◆ **TEXT TO READ**:
===============
Pierre-vh created this revision.Apr 30 2020, 2:52 AM
dmgreen added inline comments.Apr 30 2020, 1:53 PM
llvm/lib/Target/ARM/ARMTargetTransformInfo.cpp
330–344

Technically it's not that we can't split them, it's that we choose not to. Essentially we will have to end up paying the cost somewhere, and from a cost-modelling perspective, this is a good place to say that splitting them will be expensive, especially in a tail predicated loop where we won't be able to split a vctp sensibly.

Also do we end up scalarize the masked load? That might change where we put the cost (we could just implement getMemoryOpCost and put the cost their instead).

Pierre-vh updated this revision to Diff 263136.May 11 2020, 3:24 AM

Updating the patch following the changes to D79162

Pierre-vh marked an inline comment as done.May 11 2020, 3:24 AM
dmgreen added inline comments.May 12 2020, 10:25 AM
llvm/lib/Target/ARM/ARMTargetTransformInfo.cpp
339

This should now be (CCH == Normal || CCh == Masked) ?
The costs wouldn't really be right for other types I don't think.
We may need to fix those up later, but that can be done in a different patch.

llvm/test/Analysis/CostModel/ARM/cast.ll
2157 ↗(On Diff #263136)

Can you make sure there are tests for the legal types: <4xi8>-><4xi32>, <4xi16>-><4xi32> and <8xi8>-><8xi16>

2187 ↗(On Diff #263136)

Again you add stores for trunc of legal types, <4xi32>-><4xi8>, <4xi32>-><4xi16> and <8xi16>-><8xi8>

llvm/test/Transforms/LoopVectorize/ARM/tail-folding-reduces-vf.ll
116

Can you try and cleanup the test.
===============
◆ **DATASET RECORDS**:
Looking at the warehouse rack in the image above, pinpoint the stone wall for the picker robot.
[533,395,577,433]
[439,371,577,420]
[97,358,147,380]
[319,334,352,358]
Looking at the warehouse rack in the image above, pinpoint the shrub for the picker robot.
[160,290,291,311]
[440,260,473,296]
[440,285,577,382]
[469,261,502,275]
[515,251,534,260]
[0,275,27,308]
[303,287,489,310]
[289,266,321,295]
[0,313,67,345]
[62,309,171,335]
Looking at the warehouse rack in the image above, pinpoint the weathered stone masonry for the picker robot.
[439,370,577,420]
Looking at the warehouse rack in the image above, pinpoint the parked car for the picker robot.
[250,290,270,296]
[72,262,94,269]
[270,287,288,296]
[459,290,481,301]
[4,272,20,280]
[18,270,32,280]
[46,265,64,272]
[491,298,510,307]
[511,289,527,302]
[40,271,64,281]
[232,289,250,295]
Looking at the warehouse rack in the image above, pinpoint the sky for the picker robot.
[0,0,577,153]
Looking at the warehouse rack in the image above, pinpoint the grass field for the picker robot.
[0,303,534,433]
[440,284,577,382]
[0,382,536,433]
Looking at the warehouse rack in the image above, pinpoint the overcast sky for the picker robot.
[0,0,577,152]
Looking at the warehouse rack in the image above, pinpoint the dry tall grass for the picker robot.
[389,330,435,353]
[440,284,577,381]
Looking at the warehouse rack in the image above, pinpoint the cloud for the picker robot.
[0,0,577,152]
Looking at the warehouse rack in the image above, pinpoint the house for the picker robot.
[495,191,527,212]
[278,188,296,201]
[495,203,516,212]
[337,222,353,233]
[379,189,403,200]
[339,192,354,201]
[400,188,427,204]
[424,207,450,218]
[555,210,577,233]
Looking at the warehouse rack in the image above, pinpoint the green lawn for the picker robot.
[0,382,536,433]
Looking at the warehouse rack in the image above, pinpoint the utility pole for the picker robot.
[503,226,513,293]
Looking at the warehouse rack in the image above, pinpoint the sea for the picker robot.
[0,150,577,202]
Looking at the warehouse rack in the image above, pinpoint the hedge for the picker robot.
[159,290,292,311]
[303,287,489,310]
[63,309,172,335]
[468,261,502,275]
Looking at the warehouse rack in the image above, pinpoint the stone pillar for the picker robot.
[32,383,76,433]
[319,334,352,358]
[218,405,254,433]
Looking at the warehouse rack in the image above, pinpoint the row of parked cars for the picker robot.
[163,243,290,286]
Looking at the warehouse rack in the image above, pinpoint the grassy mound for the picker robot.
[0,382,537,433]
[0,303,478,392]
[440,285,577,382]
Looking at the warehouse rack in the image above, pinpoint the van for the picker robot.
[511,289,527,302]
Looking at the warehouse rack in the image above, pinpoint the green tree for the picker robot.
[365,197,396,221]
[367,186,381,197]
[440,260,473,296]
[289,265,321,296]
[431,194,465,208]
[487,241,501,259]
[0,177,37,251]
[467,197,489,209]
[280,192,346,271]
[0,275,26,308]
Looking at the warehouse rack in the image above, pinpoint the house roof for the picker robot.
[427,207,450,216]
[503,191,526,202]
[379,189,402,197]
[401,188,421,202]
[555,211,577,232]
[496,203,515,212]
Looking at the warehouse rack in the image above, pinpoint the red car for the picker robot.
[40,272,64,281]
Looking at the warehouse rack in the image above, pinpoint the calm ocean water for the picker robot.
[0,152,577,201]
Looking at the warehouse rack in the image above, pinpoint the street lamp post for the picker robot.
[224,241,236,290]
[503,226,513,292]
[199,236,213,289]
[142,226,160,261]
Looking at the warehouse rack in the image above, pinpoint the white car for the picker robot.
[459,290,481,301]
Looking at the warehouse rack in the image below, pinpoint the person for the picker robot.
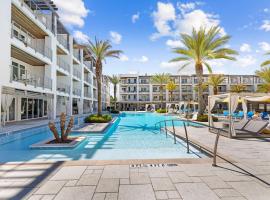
[252,110,261,119]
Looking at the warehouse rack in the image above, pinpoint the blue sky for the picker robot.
[54,0,270,74]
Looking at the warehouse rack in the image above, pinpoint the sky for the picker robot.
[54,0,270,75]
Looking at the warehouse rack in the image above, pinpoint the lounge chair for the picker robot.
[234,120,269,137]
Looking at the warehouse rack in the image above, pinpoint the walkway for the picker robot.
[0,127,270,200]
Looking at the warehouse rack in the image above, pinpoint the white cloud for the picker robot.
[175,9,225,35]
[151,2,176,40]
[240,43,251,52]
[166,39,183,48]
[237,55,257,67]
[134,56,149,63]
[54,0,89,28]
[150,2,226,40]
[131,12,140,23]
[160,62,183,70]
[73,31,89,43]
[120,54,129,62]
[259,42,270,51]
[110,31,122,44]
[260,20,270,32]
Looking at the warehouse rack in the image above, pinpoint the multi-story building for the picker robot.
[0,0,109,121]
[117,74,262,110]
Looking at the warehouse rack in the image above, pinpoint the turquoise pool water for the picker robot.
[0,113,204,162]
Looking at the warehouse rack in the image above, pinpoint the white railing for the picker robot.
[57,34,69,50]
[10,65,52,89]
[72,88,82,96]
[57,82,70,94]
[21,0,52,31]
[57,56,70,72]
[73,67,81,79]
[73,49,81,61]
[11,21,52,59]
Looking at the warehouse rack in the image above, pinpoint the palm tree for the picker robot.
[151,73,170,108]
[261,52,270,67]
[255,67,270,93]
[87,39,122,116]
[230,84,246,93]
[110,75,120,109]
[170,26,238,114]
[166,80,177,101]
[208,74,225,95]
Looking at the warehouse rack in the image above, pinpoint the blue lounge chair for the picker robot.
[247,111,254,119]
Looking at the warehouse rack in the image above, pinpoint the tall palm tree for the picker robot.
[255,67,270,93]
[151,73,170,108]
[110,75,120,109]
[87,39,122,116]
[230,84,246,93]
[166,80,177,102]
[170,26,238,114]
[208,74,225,95]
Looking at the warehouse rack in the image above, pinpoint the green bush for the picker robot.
[111,110,119,114]
[156,108,166,113]
[197,115,218,122]
[84,115,112,123]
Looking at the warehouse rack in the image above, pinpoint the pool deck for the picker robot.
[0,127,270,200]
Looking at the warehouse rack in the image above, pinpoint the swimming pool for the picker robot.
[0,112,204,162]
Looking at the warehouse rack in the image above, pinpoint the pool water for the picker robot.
[0,112,205,162]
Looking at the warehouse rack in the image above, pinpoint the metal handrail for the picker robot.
[155,119,226,167]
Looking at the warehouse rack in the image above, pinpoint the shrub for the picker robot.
[84,115,112,123]
[156,108,166,113]
[197,115,218,122]
[111,110,119,114]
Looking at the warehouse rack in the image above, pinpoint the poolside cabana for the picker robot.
[208,93,270,137]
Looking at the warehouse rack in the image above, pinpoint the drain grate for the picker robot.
[129,163,178,168]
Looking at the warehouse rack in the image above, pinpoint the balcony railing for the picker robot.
[57,56,70,72]
[21,0,53,31]
[72,88,82,96]
[10,65,52,89]
[57,34,69,50]
[73,49,81,61]
[11,21,52,60]
[73,68,81,79]
[84,90,92,98]
[57,82,70,94]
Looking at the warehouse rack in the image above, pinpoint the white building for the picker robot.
[0,0,109,122]
[117,74,262,111]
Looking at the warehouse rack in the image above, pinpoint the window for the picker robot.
[21,98,27,119]
[33,99,39,118]
[8,98,15,121]
[38,99,43,117]
[28,99,34,119]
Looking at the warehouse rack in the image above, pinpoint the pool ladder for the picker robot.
[155,119,221,167]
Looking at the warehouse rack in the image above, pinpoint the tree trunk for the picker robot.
[96,60,102,116]
[159,85,163,109]
[113,84,117,110]
[195,63,205,115]
[213,87,218,95]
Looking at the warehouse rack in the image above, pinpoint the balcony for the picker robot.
[73,68,81,79]
[84,90,92,98]
[72,88,82,96]
[11,21,52,60]
[83,61,93,71]
[21,0,53,31]
[57,82,70,94]
[57,34,69,50]
[73,49,81,61]
[57,56,70,72]
[11,65,52,90]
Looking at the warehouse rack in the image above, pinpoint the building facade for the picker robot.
[0,0,109,122]
[117,74,262,111]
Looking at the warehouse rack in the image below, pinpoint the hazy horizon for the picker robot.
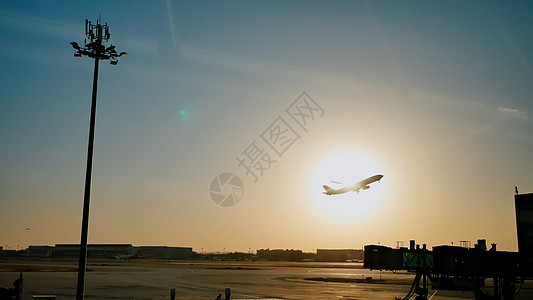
[0,1,533,251]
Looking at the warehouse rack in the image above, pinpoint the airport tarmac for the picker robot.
[0,260,533,300]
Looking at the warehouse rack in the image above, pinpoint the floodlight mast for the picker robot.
[70,19,127,300]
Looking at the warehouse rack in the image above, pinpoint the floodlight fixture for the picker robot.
[70,19,126,300]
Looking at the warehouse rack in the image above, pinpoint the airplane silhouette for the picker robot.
[322,175,383,195]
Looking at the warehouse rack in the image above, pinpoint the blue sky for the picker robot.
[0,1,533,251]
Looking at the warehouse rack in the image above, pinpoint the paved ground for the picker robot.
[0,260,533,300]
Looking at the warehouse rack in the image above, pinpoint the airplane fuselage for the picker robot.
[323,174,383,195]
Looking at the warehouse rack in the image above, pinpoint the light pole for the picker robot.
[70,19,127,300]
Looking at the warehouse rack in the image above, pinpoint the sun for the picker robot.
[308,151,387,223]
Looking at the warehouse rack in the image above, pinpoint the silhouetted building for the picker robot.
[316,249,364,261]
[139,246,193,259]
[257,249,305,261]
[28,246,55,257]
[54,244,133,258]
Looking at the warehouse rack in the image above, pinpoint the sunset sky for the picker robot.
[0,1,533,252]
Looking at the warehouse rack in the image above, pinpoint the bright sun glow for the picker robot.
[309,151,387,223]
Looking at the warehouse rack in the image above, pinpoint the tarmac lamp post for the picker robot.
[70,19,127,300]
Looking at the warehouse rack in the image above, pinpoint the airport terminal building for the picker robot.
[27,244,193,259]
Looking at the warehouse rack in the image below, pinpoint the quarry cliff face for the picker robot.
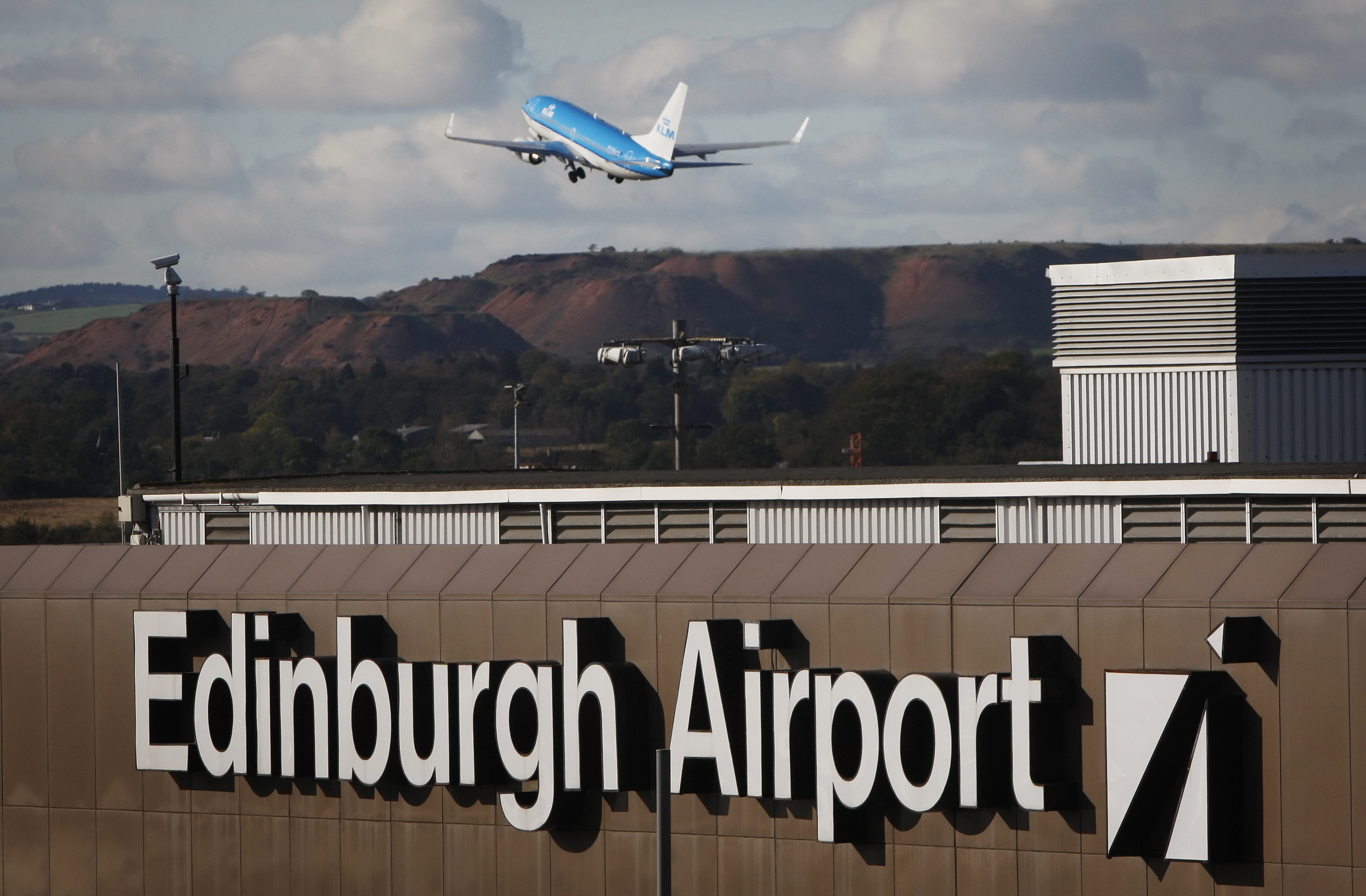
[385,246,1061,360]
[15,298,530,370]
[16,243,1363,368]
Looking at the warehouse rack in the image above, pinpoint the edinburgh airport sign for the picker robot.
[134,610,1261,860]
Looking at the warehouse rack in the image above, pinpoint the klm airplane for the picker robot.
[445,83,811,183]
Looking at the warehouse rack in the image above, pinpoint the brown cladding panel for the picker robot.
[142,811,194,896]
[830,545,930,604]
[340,818,392,896]
[1143,542,1251,606]
[773,840,835,896]
[237,545,325,600]
[602,544,697,600]
[337,545,423,597]
[442,825,499,896]
[1210,544,1322,606]
[142,545,227,600]
[1280,609,1352,864]
[190,814,242,896]
[46,600,94,808]
[0,598,48,806]
[715,545,810,601]
[0,806,52,893]
[0,545,38,594]
[389,822,442,896]
[287,545,376,597]
[48,809,100,896]
[502,545,583,597]
[241,814,290,896]
[549,833,606,896]
[658,545,768,600]
[548,545,641,597]
[94,545,179,597]
[46,545,130,597]
[96,809,143,896]
[448,545,531,597]
[889,846,957,896]
[188,545,273,600]
[91,598,142,808]
[4,545,81,597]
[1015,545,1119,605]
[835,843,896,896]
[953,545,1053,604]
[772,545,869,601]
[892,542,994,604]
[1277,542,1366,606]
[1079,545,1183,606]
[393,545,478,598]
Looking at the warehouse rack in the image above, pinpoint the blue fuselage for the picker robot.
[522,97,674,180]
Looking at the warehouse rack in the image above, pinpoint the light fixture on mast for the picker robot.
[598,319,777,470]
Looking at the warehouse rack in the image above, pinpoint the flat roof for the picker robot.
[1047,253,1366,287]
[131,463,1366,505]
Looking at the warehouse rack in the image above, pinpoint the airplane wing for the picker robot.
[674,116,811,159]
[445,115,581,161]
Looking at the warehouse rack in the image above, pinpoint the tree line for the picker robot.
[0,351,1060,499]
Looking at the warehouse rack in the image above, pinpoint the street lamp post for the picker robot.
[598,319,777,470]
[152,254,190,482]
[503,382,530,470]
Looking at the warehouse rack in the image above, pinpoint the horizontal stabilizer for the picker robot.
[674,116,811,159]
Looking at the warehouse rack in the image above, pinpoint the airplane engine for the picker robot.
[512,136,545,165]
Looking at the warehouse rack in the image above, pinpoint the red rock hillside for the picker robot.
[380,243,1362,360]
[15,298,530,370]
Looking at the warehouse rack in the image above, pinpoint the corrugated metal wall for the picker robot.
[155,508,204,545]
[1063,370,1238,463]
[749,499,938,545]
[1242,368,1366,463]
[996,497,1123,545]
[251,507,369,545]
[399,504,499,545]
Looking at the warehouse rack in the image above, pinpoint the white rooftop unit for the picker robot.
[1048,253,1366,463]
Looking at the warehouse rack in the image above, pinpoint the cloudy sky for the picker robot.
[8,0,1366,295]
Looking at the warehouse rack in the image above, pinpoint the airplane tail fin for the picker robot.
[631,82,687,159]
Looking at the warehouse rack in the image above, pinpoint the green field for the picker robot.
[0,305,142,336]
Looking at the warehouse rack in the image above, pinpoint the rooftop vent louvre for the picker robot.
[602,504,654,544]
[551,504,602,545]
[1053,277,1366,356]
[660,504,712,544]
[1318,497,1366,542]
[499,504,545,545]
[940,499,996,541]
[1186,500,1251,544]
[712,504,750,544]
[1120,499,1182,542]
[1251,497,1314,542]
[204,512,251,545]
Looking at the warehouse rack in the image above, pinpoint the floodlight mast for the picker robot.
[152,254,190,482]
[598,319,777,470]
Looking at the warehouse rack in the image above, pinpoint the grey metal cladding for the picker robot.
[1053,277,1366,356]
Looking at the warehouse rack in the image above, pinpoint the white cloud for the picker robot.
[0,206,114,269]
[219,0,522,109]
[15,115,242,193]
[0,37,209,111]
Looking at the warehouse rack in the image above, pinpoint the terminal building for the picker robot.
[0,254,1366,896]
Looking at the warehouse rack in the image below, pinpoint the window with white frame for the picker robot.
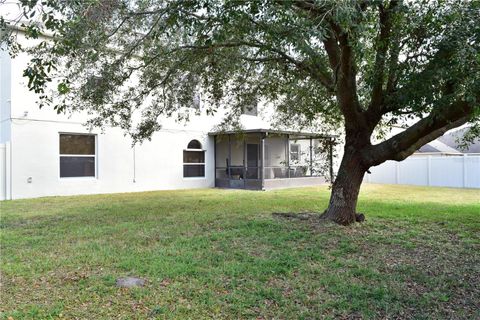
[60,133,96,178]
[183,140,205,178]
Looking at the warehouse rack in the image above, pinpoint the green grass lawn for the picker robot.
[0,185,480,319]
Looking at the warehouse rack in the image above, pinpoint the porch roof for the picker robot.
[208,129,337,139]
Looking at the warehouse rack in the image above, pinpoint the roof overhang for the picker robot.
[208,129,338,139]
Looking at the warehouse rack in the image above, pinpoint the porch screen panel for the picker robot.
[312,139,330,177]
[289,139,310,178]
[215,135,228,179]
[183,150,205,178]
[264,136,288,179]
[230,136,244,180]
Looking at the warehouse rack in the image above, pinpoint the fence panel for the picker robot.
[365,155,480,188]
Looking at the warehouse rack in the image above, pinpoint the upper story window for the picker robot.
[183,140,205,178]
[242,103,258,116]
[60,133,96,178]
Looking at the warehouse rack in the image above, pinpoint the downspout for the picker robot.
[132,144,137,183]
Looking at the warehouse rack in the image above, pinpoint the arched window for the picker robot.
[187,140,202,149]
[183,140,205,178]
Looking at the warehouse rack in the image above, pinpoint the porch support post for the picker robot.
===============
◆ **LIST OF TASKS**:
**A.** Copy everything from "Pierre-vh created this" down to "a vctp sensibly." in the review thread, renaming "vctp" to "VCTP".
**B.** According to the review thread, when did Pierre-vh update the revision to Diff 263136?
The items have nothing to do with the review thread.

◆ **RESULTS IN ORDER**:
**A.**
Pierre-vh created this revision.Apr 30 2020, 2:52 AM
dmgreen added inline comments.Apr 30 2020, 1:53 PM
llvm/lib/Target/ARM/ARMTargetTransformInfo.cpp
330–344

Technically it's not that we can't split them, it's that we choose not to. Essentially we will have to end up paying the cost somewhere, and from a cost-modelling perspective, this is a good place to say that splitting them will be expensive, especially in a tail predicated loop where we won't be able to split a VCTP sensibly.

**B.** May 11 2020, 3:24 AM